- _実施する作業_: 以下のレコードの各行を、「番号」と「内容」の2列を持つMarkdownの表に変換してください。空行は除き、すべてのレコードを含めてください。

検出データセットからの抜粋
──────────────────────────────
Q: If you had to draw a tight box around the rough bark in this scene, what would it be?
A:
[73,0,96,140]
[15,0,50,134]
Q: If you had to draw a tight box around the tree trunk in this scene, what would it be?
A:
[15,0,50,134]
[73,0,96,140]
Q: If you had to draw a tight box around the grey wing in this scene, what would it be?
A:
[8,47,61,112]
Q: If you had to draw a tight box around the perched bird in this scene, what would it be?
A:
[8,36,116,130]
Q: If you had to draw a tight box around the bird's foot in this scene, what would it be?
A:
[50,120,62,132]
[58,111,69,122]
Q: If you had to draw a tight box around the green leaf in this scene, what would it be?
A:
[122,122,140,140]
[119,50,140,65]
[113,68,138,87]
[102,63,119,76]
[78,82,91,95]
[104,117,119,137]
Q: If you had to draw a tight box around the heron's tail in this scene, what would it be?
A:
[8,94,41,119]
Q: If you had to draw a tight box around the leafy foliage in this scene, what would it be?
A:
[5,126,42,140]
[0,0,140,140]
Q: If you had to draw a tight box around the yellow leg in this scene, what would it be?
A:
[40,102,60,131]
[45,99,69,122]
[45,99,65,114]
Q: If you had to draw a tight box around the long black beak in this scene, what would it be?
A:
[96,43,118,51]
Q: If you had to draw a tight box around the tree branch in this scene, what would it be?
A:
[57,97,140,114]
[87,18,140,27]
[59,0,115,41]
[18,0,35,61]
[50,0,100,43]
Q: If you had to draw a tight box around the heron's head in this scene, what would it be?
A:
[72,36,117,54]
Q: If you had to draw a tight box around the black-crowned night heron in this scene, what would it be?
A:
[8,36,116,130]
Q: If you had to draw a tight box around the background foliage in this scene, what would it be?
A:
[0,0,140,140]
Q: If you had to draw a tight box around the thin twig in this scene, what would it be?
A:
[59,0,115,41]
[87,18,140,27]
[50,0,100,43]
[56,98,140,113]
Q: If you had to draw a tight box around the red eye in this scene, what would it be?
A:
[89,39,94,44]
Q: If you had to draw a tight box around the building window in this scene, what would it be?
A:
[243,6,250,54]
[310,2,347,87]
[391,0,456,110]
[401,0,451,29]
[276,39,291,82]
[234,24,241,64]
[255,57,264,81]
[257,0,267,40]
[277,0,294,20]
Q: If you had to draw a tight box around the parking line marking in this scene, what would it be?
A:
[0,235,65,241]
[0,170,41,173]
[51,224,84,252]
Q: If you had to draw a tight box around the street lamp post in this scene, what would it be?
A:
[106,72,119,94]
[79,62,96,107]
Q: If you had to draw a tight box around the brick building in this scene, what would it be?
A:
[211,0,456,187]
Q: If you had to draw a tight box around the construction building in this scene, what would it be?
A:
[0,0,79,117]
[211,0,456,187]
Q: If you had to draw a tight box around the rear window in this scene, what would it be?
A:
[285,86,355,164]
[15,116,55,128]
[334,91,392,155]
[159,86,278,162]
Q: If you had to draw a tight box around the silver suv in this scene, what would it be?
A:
──────────────────────────────
- _作業の回答_:
| 番号 | 内容 |
|---|---|
| 1 | Q: If you had to draw a tight box around the rough bark in this scene, what would it be? |
| 2 | A: |
| 3 | [73,0,96,140] |
| 4 | [15,0,50,134] |
| 5 | Q: If you had to draw a tight box around the tree trunk in this scene, what would it be? |
| 6 | A: |
| 7 | [15,0,50,134] |
| 8 | [73,0,96,140] |
| 9 | Q: If you had to draw a tight box around the grey wing in this scene, what would it be? |
| 10 | A: |
| 11 | [8,47,61,112] |
| 12 | Q: If you had to draw a tight box around the perched bird in this scene, what would it be? |
| 13 | A: |
| 14 | [8,36,116,130] |
| 15 | Q: If you had to draw a tight box around the bird's foot in this scene, what would it be? |
| 16 | A: |
| 17 | [50,120,62,132] |
| 18 | [58,111,69,122] |
| 19 | Q: If you had to draw a tight box around the green leaf in this scene, what would it be? |
| 20 | A: |
| 21 | [122,122,140,140] |
| 22 | [119,50,140,65] |
| 23 | [113,68,138,87] |
| 24 | [102,63,119,76] |
| 25 | [78,82,91,95] |
| 26 | [104,117,119,137] |
| 27 | Q: If you had to draw a tight box around the heron's tail in this scene, what would it be? |
| 28 | A: |
| 29 | [8,94,41,119] |
| 30 | Q: If you had to draw a tight box around the leafy foliage in this scene, what would it be? |
| 31 | A: |
| 32 | [5,126,42,140] |
| 33 | [0,0,140,140] |
| 34 | Q: If you had to draw a tight box around the yellow leg in this scene, what would it be? |
| 35 | A: |
| 36 | [40,102,60,131] |
| 37 | [45,99,69,122] |
| 38 | [45,99,65,114] |
| 39 | Q: If you had to draw a tight box around the long black beak in this scene, what would it be? |
| 40 | A: |
| 41 | [96,43,118,51] |
| 42 | Q: If you had to draw a tight box around the tree branch in this scene, what would it be? |
| 43 | A: |
| 44 | [57,97,140,114] |
| 45 | [87,18,140,27] |
| 46 | [59,0,115,41] |
| 47 | [18,0,35,61] |
| 48 | [50,0,100,43] |
| 49 | Q: If you had to draw a tight box around the heron's head in this scene, what would it be? |
| 50 | A: |
| 51 | [72,36,117,54] |
| 52 | Q: If you had to draw a tight box around the black-crowned night heron in this scene, what would it be? |
| 53 | A: |
| 54 | [8,36,116,130] |
| 55 | Q: If you had to draw a tight box around the background foliage in this scene, what would it be? |
| 56 | A: |
| 57 | [0,0,140,140] |
| 58 | Q: If you had to draw a tight box around the thin twig in this scene, what would it be? |
| 59 | A: |
| 60 | [59,0,115,41] |
| 61 | [87,18,140,27] |
| 62 | [50,0,100,43] |
| 63 | [56,98,140,113] |
| 64 | Q: If you had to draw a tight box around the red eye in this scene, what would it be? |
| 65 | A: |
| 66 | [89,39,94,44] |
| 67 | Q: If you had to draw a tight box around the building window in this scene, what would it be? |
| 68 | A: |
| 69 | [243,6,250,54] |
| 70 | [310,2,347,87] |
| 71 | [391,0,456,110] |
| 72 | [401,0,451,29] |
| 73 | [276,39,291,82] |
| 74 | [234,24,241,64] |
| 75 | [255,57,264,81] |
| 76 | [257,0,267,40] |
| 77 | [277,0,294,20] |
| 78 | Q: If you had to draw a tight box around the parking line marking in this scene, what would it be? |
| 79 | A: |
| 80 | [0,235,65,241] |
| 81 | [0,170,41,173] |
| 82 | [51,224,84,252] |
| 83 | Q: If you had to draw a tight box around the street lamp post in this scene, what would it be? |
| 84 | A: |
| 85 | [106,72,119,94] |
| 86 | [79,62,96,107] |
| 87 | Q: If you had to draw a tight box around the brick building in this scene, what would it be? |
| 88 | A: |
| 89 | [211,0,456,187] |
| 90 | Q: If you had to draw a tight box around the construction building in this scene, what would it be? |
| 91 | A: |
| 92 | [0,0,79,117] |
| 93 | [211,0,456,187] |
| 94 | Q: If you had to draw a tight box around the rear window in this scene, what would it be? |
| 95 | A: |
| 96 | [285,86,355,164] |
| 97 | [15,116,55,128] |
| 98 | [334,91,392,155] |
| 99 | [159,86,278,162] |
| 100 | Q: If you had to draw a tight box around the silver suv in this scene, what would it be? |
| 101 | A: |